* _TRY IT_: Below are lines of data; restate word for word those running from the line containing "Target: bow loop" to the line containing "Spot the festive", inclusive, and no others.

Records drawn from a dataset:
··········

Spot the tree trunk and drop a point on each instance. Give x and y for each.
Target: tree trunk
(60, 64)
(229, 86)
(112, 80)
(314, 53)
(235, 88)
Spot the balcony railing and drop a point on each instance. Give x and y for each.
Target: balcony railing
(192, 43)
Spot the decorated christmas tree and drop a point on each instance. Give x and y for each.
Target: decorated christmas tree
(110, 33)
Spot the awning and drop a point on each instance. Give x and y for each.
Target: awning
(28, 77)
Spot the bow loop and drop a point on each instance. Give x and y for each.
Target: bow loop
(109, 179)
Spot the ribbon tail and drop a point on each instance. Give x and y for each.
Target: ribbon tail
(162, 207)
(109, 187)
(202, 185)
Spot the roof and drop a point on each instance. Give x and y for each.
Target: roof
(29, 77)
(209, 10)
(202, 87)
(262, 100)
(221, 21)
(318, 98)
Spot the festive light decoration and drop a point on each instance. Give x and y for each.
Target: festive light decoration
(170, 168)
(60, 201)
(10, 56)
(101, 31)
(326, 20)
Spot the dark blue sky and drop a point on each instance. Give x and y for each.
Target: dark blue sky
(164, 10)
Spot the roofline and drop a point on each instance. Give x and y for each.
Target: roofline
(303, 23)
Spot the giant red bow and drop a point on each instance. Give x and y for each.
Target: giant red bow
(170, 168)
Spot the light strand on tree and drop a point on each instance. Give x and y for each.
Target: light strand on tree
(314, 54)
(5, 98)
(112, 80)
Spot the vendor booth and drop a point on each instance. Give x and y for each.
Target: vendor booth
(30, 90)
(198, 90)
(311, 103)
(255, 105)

··········

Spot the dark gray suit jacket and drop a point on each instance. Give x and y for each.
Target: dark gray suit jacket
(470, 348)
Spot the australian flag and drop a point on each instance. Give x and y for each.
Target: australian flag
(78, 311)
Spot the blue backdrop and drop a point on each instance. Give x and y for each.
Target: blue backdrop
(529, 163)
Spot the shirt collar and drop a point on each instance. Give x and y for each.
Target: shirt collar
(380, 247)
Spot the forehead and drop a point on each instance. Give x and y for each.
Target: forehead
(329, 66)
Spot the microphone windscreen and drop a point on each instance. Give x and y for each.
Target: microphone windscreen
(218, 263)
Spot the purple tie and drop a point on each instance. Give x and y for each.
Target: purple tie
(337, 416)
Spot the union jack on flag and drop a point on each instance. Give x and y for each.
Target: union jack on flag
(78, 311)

··········

* _EXERCISE SOLUTION_:
Target: bow loop
(109, 179)
Spot the ribbon tail and drop a point on each instance. Give x and y for each.
Target: ribbon tail
(162, 207)
(109, 187)
(202, 185)
Spot the roof and drop a point on each instance. Give x and y for each.
Target: roof
(29, 77)
(209, 10)
(202, 87)
(262, 100)
(221, 21)
(318, 98)
Spot the festive light decoration and drop a point on each instance. Give x and y for each.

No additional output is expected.